## Text section
★ ★ ★ ★ ★ ★ ★

Haha nah i don't work for Dirty Sanchez...that stupid ass mustache thingie, i've had Lyft riders tell me they are embarrassed of it, and reason they went to Uber...most don't want to be dropped off at a club with that gay stache...


----------



## Raider

And is this you KrisThuy? Stripe shirt, in awe of that cannon ?


----------



## KrisThuy

Raider said:


> And is this you KrisThuy? Stripe shirt, in awe of that cannon ?


nah i was the one that fired it towards ur but hole


----------



## NightRider

OK, I need to go wash my eyes out now. Such filth!


----------



## Tim In Cleveland

I think I just had a fake account last night. I get a ping from "King" and call to say I have arrived and a woman answers. She gets in the car with a guy and I realize I just gave her a ride on New Years Eve. Later, she introduces the guy as Terrell. So, neither are King? They stopped at Taco Bell and he's so drunk he keeps passing out. After I drop her off, he lays down in the back seat spilling food all over. When we get to his house, I have to pull him to a sitting position. Then he pukes on the door well, outside of car and rear floor even though I had given him a barf bag. He's so drunk, I escorted him up to the 6th floor to make sure he gets into his apartment.
Uber did give me a nice cleaning fee though.


----------



## Raider

You do that to a female rider and you might get charged with rape...i'd just push the ***** out of my car and take off


----------



## Duj

Britchiq said:


> She's probaby trying to use a bunch of different promo codes! It's super simple to use various credit cards, email addresses and phone numbers..... I'd do the same thing if I wasn't driving! It's free transportation


That's brilliant, I would totally love a sneaky pax like that.


----------



## Uber Kraus

Raider said:


> You do that to a female rider and you might get charged with rape...i'd just push the ***** out of my car and take off


At least call the cops to handle the situation and do the decent thing bro. Dumping some drunk girl on the sidewalk after a ride might still get you a visit from the state police later that night or the next morning&#8230;


----------



## Uber Kraus

TrafficSlayer said:


> I wonder how hard it would be to create multiple driver accounts.


Do you have friends that can create a completely new identity for you? Including a past that a background check and look at? That kind of thing is very expensive to do


----------



## UberXTampa

Duj said:


> That's brilliant, I would totally love a sneaky pax like that.


One of my drop off in the hood admitted to doing something to ride free. I have no clue how, but she said she ahs been riding for free for months. to prevent being tracked to exact address, she drops off and gets picked up from different places each and every single time. from a Uber pax traffic perspective, this will look like a lot of riders from that community while in reality it is a few people cracking the code.


----------



## Duj

Uber should totally pay for product placement in the next James Bond film, where instead of passports, Bond has different Uber profiles


----------



## KGB7

If you have two phones, you can make money by driving your self around. 

Keep making new accounts and ping your self. Then use your own promo code each time.


----------



## UberXTampa

KGB7 said:


> If you have two phones, you can make money by driving your self around.
> 
> Keep making new accounts and ping your self. Then use your own promo code each time.


Crazy idea. I would like to hear a story of somebody able to do it for a long time.


----------



## KGB7

UberXTampa said:


> Crazy idea. I would like to hear a story of somebody able to do it for a long time.


Use the method to make up dead miles or when its slow, and no one will be the wiser.


----------

★ ★ ★ ★ ★ ★ ★

## Source excerpt
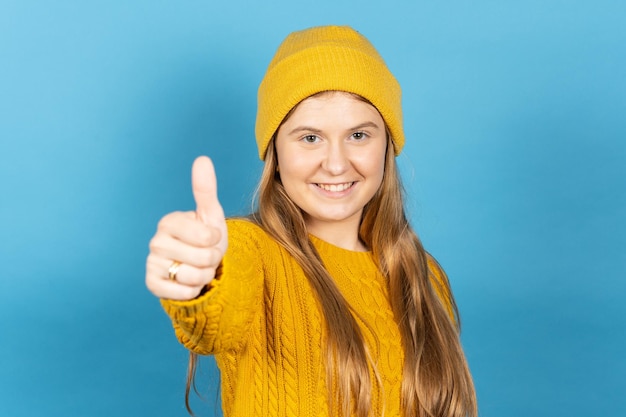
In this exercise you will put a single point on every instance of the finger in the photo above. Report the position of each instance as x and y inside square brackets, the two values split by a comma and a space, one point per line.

★ ★ ★ ★ ★ ★ ★

## Requirements
Copy the stretch of the rideshare forum thread from "I think I just" to "cleaning fee though." word for word.

## Right answer
I think I just had a fake account last night. I get a ping from "King" and call to say I have arrived and a woman answers. She gets in the car with a guy and I realize I just gave her a ride on New Years Eve. Later, she introduces the guy as Terrell. So, neither are King? They stopped at Taco Bell and he's so drunk he keeps passing out. After I drop her off, he lays down in the back seat spilling food all over. When we get to his house, I have to pull him to a sitting position. Then he pukes on the door well, outside of car and rear floor even though I had given him a barf bag. He's so drunk, I escorted him up to the 6th floor to make sure he gets into his apartment.
Uber did give me a nice cleaning fee though.